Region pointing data
────────

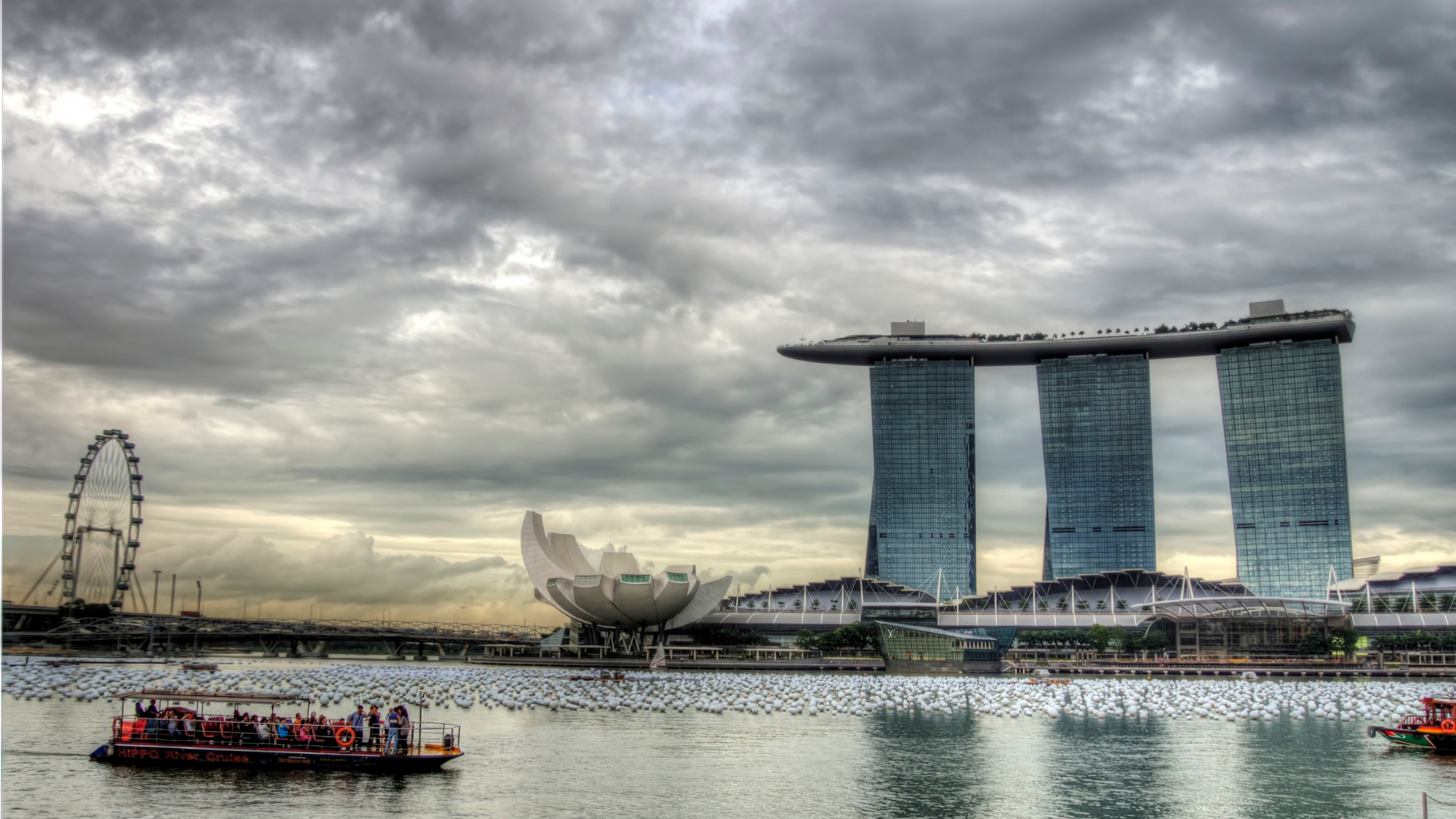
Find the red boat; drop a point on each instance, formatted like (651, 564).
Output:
(1433, 732)
(187, 735)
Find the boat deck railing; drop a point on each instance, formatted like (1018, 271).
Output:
(420, 739)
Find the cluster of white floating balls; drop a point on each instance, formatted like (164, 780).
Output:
(794, 694)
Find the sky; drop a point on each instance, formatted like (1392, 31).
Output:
(367, 282)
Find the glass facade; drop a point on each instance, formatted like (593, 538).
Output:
(1097, 448)
(922, 518)
(1285, 435)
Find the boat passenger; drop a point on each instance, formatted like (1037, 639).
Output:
(392, 732)
(150, 732)
(357, 722)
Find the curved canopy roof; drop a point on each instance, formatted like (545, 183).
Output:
(1250, 607)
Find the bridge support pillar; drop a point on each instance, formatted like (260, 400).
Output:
(462, 655)
(318, 649)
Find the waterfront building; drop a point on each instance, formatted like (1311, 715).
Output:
(926, 649)
(1097, 448)
(1285, 433)
(1264, 361)
(922, 530)
(779, 614)
(1200, 618)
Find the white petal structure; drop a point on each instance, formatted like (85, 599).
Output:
(607, 588)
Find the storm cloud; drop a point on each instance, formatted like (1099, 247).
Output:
(408, 270)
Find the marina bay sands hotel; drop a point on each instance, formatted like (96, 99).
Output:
(1283, 433)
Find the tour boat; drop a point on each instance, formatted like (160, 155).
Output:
(190, 737)
(1433, 732)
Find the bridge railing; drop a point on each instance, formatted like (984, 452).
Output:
(142, 626)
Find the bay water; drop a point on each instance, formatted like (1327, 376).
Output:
(541, 763)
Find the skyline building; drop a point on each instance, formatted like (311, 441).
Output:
(1279, 375)
(1097, 448)
(922, 512)
(1285, 436)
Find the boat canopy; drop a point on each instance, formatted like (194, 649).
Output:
(228, 697)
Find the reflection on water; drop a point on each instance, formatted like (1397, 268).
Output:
(619, 764)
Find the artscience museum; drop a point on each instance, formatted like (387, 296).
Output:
(609, 589)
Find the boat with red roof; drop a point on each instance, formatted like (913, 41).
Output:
(178, 730)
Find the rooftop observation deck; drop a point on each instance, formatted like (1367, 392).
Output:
(865, 350)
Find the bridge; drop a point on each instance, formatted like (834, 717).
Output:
(171, 634)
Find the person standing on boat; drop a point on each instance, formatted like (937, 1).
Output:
(152, 721)
(357, 721)
(404, 729)
(392, 730)
(373, 726)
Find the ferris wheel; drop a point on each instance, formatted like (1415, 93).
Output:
(102, 524)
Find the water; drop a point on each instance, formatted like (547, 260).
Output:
(539, 763)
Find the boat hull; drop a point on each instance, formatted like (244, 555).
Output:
(214, 757)
(1439, 742)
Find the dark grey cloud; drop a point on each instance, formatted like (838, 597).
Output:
(412, 268)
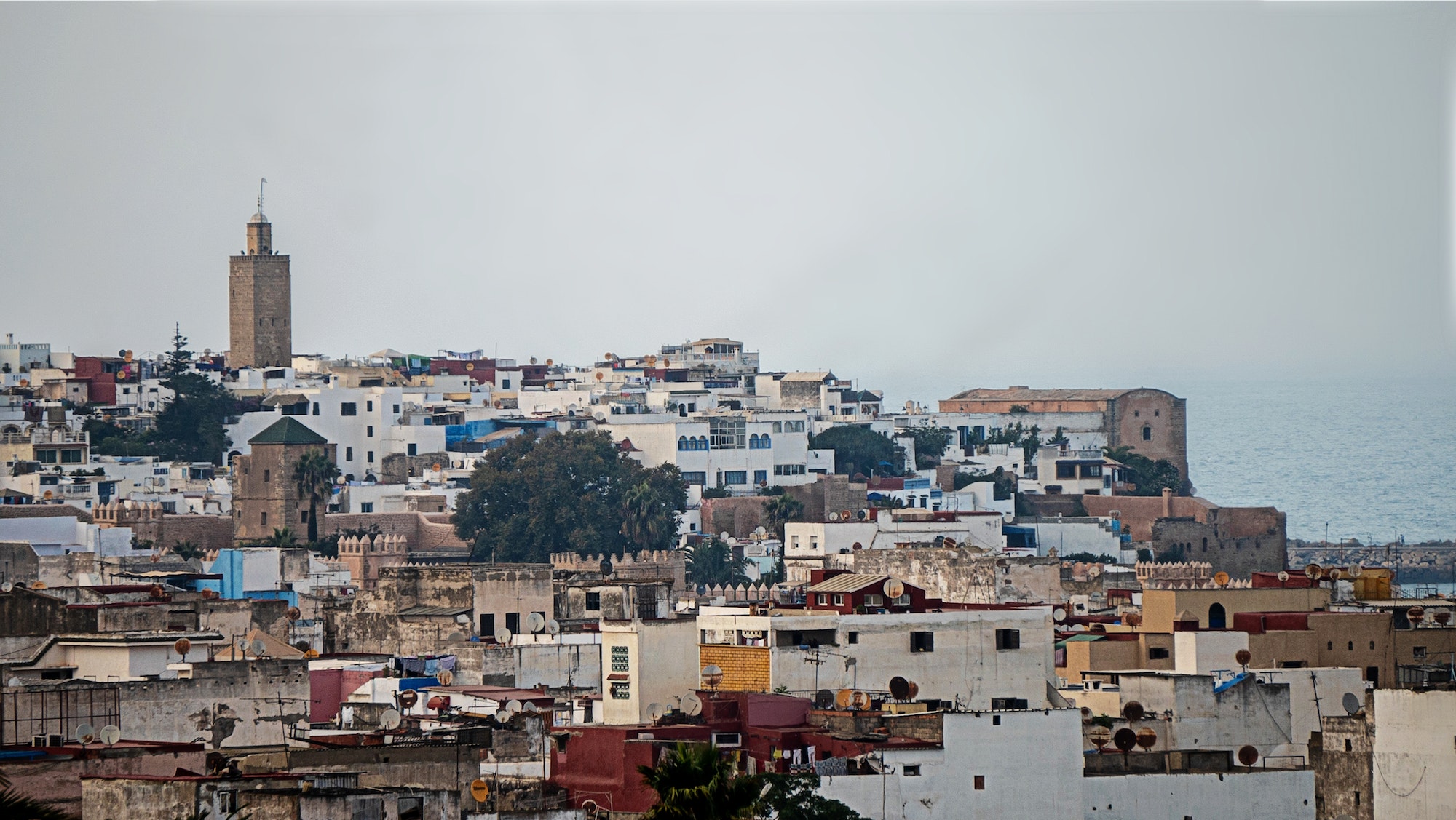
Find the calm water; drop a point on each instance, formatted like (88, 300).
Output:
(1372, 460)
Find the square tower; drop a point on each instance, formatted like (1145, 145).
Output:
(260, 301)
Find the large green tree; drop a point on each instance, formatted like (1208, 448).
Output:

────────

# What to produce
Beginning with the line that contains "Find the water;", reproduce every line through the end of the records above exactly, leaving pictures out.

# Response
Find the water; drop a point on each instance, formatted like (547, 260).
Output:
(539, 763)
Find the boat hull; drop a point on each instance, formatted like (244, 555).
Output:
(214, 757)
(1439, 742)
Find the dark grey cloud; drop a point on each instance, formatted like (838, 597).
Output:
(412, 268)
Find the calm water; drop a point on each instance, formatted like (88, 300).
Output:
(1372, 460)
Find the square tower; drop a point on each instance, formatted like (1145, 145).
Output:
(260, 301)
Find the large green tree; drop a point on each instance, formatted like (1208, 448).
Output:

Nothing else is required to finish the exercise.